EXHIBIT 10.36
Xxxxxxx X. Xxxxxxxx, Xx.
000 Xxxx Xxxxxxx Xxxxxx
Xxxx, Xxxxxx 00000
October 10, 1996
Xx. Xxxxxxx X. Xxxxxxxxxx
President and Chief Executive Officer
Hilton Hotels Corporation
0000 Xxxxx Xxxxxx Xxxxx
Xxxxxxx Xxxxx, Xxxxxxxxxx 00000
Dear Xx. Xxxxxxxxxx:
This letter sets forth and confirms the following understandings and
agreements between myself and the Hilton Entities (defined below) respecting
the offer of termination of my contractual and business relationships with
the Hilton Entities and my offer to resign as a consultant and director of
the Hilton Entities:
1. For purposes of this letter agreement, the term (a) Hilton Entities
means Hilton Hotel Corporation and all its subsidiary corporations and its
successors and assigns: (b) Hilton Parties means Hilton Entities and their
respective officers, directors, employers, and shareholders, successors and
assigns.
2. I hereby voluntarily offer to resign any and all offices and
positions as a director which I may hold with any of the Hilton Entities, and
voluntarily offer to terminate all consulting relationships which I may have
with any of the Hilton Entities. If accepted, these resignations will be
effective as of that date.
3. Effective immediately upon your acceptance of this Letter, (a) I
will be entitled to receive, without abatement, reduction, set-off or
defense, the payments, options and other compensation listed and described on
Exhibit A hereto as and when specified therein, (b) I will be deemed and
treated as having become fully vested in the stock options specified on
Exhibit A, and all actions necessary to fully vest those options will be
deemed to have occurred. Further, you will cause the appropriate Hilton
Entities to amend the applicable stock plans and to grant me the right to
exercise all options heretofore awarded on or before April 28, 1998. In the
event that the stock plan has not been amended by December 15, 1996, then on
or before December 31, 1996 the appropriate Hilton Entities shall pay me
$3,043,912 as full payment and compensation for the options which I own and
which have not vested as of this date, without regard to options which have
already vested which I continue to hold, absolutely and
unconditionally and without being subject to any abatement, reduction,
set-off, defense or counterclaim. All payments now or hereafter owed to me by
any of the Hilton Entities are absolute and unconditional and shall be due
and payable without being subject to any abatement, reduction, set-off,
defense, or counterclaim.
4. Upon your acceptance, I will be entitled to all rights of
indemnification currently provided to any officer or director of any of the
Hilton Entities under any of the Hilton Entities' respective Articles of
Incorporation, By-Laws or Resolutions (without amendment or change).
5. Neither party will make any public statement or announcement to
anyone concerning the resignations or the termination of my relationships and
associations with the Hilton Entities except to state that I have voluntarily
offered to resign.
I hereafter will not publicly disparage or denigrate the Hilton Entities
or any of their officers or directors, and the Hilton Parties hereafter will
not publicly disparage or denigrate me, except that this does not prohibit
anyone from truthfully testifying in any proceeding.
6. I waive any and all rights to request a service letter and agree not
to request any such letter.

┄┄┄┄┄┄┄┄┄┄

• THE TASKS:
1. In the resignation letter, what sum must the appropriate Hilton Entities pay if the stock plan has not been amended by December 15, 1996?
2. Resume the resignation letter after its final numbered paragraph.

• SOURCE DATA:
┄┄┄┄┄┄┄┄┄┄

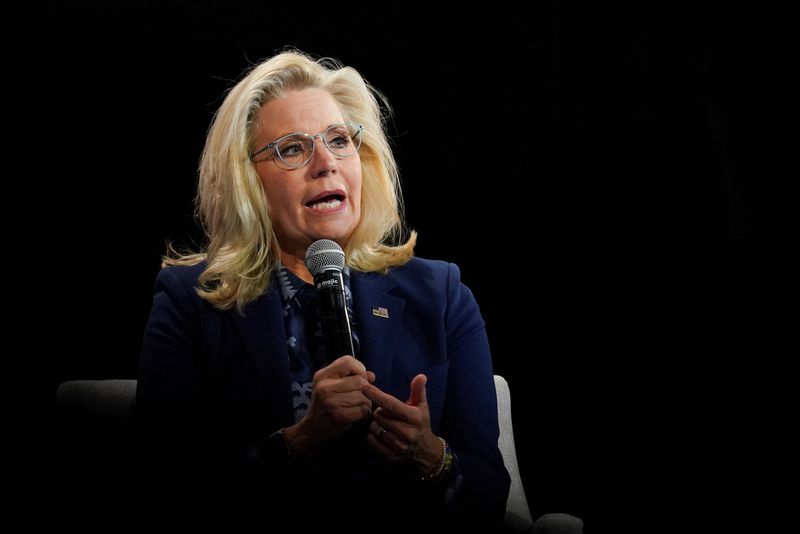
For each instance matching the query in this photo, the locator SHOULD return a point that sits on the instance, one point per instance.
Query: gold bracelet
(444, 464)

┄┄┄┄┄┄┄┄┄┄

• ANSWERS TO THE PROBLEMS:
1. $3,043,912, payable on or before December 31, 1996.

2.
7. I hereby release, relinquish, and give up (and agree not to file any
suit with respect to) any and all claims, suits, and causes of action which I
may have or hold against any of the Hilton Parties in any way arising out of,
relating to, or resulting from (a) my consulting relationships, or my
services as a director for, any of the Hilton Entities or the termination
thereof, (b) any fact or conduct occurring prior to this date, (c) any
employment or business custom, practice, or policy of any of the Hilton
Entities, (d) any agreement between me and any of the Hilton Entities,
(e) any conduct or decision of any of the Hilton Parties which in any way
affected me. However, this does not constitute a release of any claim for
breach of any term of this Agreement, or my rights, if any, to any benefit
due me under any stock option or other compensation or benefit plan, or any
claims arising after the date this Agreement is executed.
8. The Hilton Parties hereby release, relinquish and give up (and agree
not to file any suit with respect to) any and all claims, suits, actions and
causes of action which any of them may have or hold against me in any way
arising out of, resulting from or existing by reason of (a) my consulting
relationships, or my services as a director for, any of the Hilton Entities
or the termination thereof, (b) any fact or conduct occurring prior to this
date, (c) any services or advice I provided to or on behalf of any of the
Hilton Parties, (d) any agreement between me and any of the Hilton Entities,
(e) any conduct or decision by me which in any way
affected any of the Hilton Parties. This, however, does not constitute a
release of any claim for a breach of this Agreement.
9. The foregoing payments and agreements are made without any admission
as to fault, liability, wrongdoing or the validity of any other party's
position by me or any of the Hilton Parties, and we each expressly deny any
and all fault, liability and wrongdoing.
10. This Agreement contains the entire agreement between the parties
concerning the subject matter hereof and supersedes all prior oral and
written communications and agreements between the parties concerning such
subject matter. The Hilton Parties shall pay upon request the costs and
expenses (including attorney's fees) incurred by me in connection with the
negotiation, preparation and execution of this Agreement, and related
services. Neither this Agreement, nor any of its terms, may be waived, added
to, changed or altered except in a writing signed by me and you.
11. I acknowledge that I have carefully read this Agreement, understand
all its terms, and have signed it voluntarily with full knowledge of its
significance after adequate opportunity for consideration and consultation
with my attorneys and/or advisors and after having been advised to consult an
attorney before signing this Agreement. I represent that no payments or
considerations have been promised to me for executing and delivering this
Agreement other than the payments, agreements, and benefits described herein,
which payments, benefits and agreements constitute adequate and sufficient
consideration for the claims herein released and my other agreements outlined
in this agreement.
This Agreement shall be governed by and construed and interpreted
according to the laws of the State of Delaware except to the extent the laws
of the United States apply.
12. In any action to enforce or recover for a breach of this Agreement,
the party who establishes by final judgment either a breach of or enforces
this Agreement shall be entitled to recover the costs and reasonable
attorneys' fees incurred to so enforce the Agreement or establish such breach
in addition to and not in lieu of any other rights and remedies to which such
party may be entitled.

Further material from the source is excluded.